● Extracted text
Unfortunately, over the past few years I have heard from Ministers a set of views that suggests that there is a simplicity about all of this—that it is very easy to be clear about certain matters; that clearly psychiatrists are not taking their responsibilities seriously and are avoiding all sorts of issues because they are distasteful or difficult. The reality is that these are difficult questions, not susceptible to clean bits of legislation. Psychiatrists sometimes have real difficulty assessing these things, and find themselves lapsing back into making mistakes because of their own cultural, religious, or political views.
I ask that we take these things seriously, not because Amendment No. 4 necessarily solves all the problems, but it points up some of them, and I hope that Her Majesty’s Government take that problem very seriously.
The background to these amendments has already been stated, but I briefly want to look at their importance from the other end of the telescope. It takes me back to the days when I was a GP. I am remembering two patients; one came in and told me that he wanted to kill somebody now, and that he had a knife in his pocket and an axe in his bag. With persuasion, he handed me the knife to lock up and then agreed to go and see a friend of mine, who was a psychiatrist. The other was a young man who came in because he was frightened by his tendency to be enormously attracted to the choir boys at his church. The ability to come in and seek help early is terribly important in making sure that people who might progress to harm others do not do so.
We have to give society a powerful message, not that the Bill is about locking up people who may be seen to be deviant in any sense, but that it is a mental health Bill for people who have mental health issues. Social control is another parameter in society, but we should not use psychiatry as the lever for social control, particularly not when psychiatry is dramatically under-resourced. I am worried that if the message of the Bill is that if someone expresses any of those tendencies he is more likely than previously to be locked up, then those tendencies will not be expressed to a clinician or somebody who can help, they will be expressed by being acted out and somebody will be sexually harmed or killed.

● Supplied information
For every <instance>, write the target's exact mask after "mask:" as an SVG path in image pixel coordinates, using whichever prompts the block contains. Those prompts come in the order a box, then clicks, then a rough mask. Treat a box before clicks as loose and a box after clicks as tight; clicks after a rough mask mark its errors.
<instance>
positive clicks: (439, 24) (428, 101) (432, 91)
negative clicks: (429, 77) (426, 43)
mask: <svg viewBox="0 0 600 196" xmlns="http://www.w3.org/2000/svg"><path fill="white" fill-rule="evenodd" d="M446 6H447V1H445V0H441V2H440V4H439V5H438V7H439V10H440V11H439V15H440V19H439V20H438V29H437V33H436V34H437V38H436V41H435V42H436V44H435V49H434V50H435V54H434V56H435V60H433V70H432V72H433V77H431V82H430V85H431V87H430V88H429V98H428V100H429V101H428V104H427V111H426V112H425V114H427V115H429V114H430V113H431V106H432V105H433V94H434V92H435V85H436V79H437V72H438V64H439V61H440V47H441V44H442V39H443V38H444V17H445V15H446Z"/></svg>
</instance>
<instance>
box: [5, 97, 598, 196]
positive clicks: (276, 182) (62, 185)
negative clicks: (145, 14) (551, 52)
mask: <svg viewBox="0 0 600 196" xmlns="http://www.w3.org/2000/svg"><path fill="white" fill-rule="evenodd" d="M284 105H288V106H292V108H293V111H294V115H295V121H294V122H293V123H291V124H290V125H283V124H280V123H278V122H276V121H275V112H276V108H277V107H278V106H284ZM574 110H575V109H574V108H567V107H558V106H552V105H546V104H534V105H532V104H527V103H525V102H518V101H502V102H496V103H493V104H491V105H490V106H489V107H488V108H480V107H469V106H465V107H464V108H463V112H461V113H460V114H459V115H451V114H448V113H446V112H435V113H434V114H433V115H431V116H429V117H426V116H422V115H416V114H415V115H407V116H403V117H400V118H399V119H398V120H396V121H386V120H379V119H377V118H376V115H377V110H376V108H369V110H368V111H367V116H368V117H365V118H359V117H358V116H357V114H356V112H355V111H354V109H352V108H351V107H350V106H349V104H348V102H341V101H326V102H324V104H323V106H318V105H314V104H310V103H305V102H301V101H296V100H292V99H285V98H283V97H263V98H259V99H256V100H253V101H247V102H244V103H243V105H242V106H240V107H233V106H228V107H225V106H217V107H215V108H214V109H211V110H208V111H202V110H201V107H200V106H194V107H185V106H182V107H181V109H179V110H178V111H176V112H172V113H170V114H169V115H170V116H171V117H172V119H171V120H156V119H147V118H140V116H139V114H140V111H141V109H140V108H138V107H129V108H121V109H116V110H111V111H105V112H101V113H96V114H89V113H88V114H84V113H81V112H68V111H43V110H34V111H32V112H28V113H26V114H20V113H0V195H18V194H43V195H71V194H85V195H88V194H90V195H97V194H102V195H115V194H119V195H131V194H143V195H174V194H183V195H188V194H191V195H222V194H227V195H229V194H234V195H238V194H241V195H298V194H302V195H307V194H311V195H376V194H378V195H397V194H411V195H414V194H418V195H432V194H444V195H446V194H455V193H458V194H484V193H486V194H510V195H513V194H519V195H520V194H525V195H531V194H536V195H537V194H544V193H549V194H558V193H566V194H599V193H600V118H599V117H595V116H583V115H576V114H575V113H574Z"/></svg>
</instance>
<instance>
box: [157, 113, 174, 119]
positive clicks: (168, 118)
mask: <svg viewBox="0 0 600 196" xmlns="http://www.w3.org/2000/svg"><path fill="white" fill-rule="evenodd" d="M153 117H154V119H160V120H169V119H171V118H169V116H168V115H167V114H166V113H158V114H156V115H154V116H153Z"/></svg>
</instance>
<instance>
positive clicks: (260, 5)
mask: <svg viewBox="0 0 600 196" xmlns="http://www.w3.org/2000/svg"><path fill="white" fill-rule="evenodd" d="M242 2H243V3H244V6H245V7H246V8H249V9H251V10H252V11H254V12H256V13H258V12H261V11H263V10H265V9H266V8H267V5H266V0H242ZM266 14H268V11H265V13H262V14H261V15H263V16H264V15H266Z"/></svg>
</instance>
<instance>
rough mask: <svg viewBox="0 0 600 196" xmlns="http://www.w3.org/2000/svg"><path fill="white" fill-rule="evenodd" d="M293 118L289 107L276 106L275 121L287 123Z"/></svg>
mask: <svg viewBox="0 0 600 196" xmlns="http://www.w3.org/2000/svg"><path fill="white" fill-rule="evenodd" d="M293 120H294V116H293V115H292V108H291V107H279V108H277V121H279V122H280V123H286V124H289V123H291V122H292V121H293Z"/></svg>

● Task brief
Retype the part of the mental health Bill debate above, starting with "We have to give" and going on through "harmed or killed.".

● Exercise solution
We have to give society a powerful message, not that the Bill is about locking up people who may be seen to be deviant in any sense, but that it is a mental health Bill for people who have mental health issues. Social control is another parameter in society, but we should not use psychiatry as the lever for social control, particularly not when psychiatry is dramatically under-resourced. I am worried that if the message of the Bill is that if someone expresses any of those tendencies he is more likely than previously to be locked up, then those tendencies will not be expressed to a clinician or somebody who can help, they will be expressed by being acted out and somebody will be sexually harmed or killed.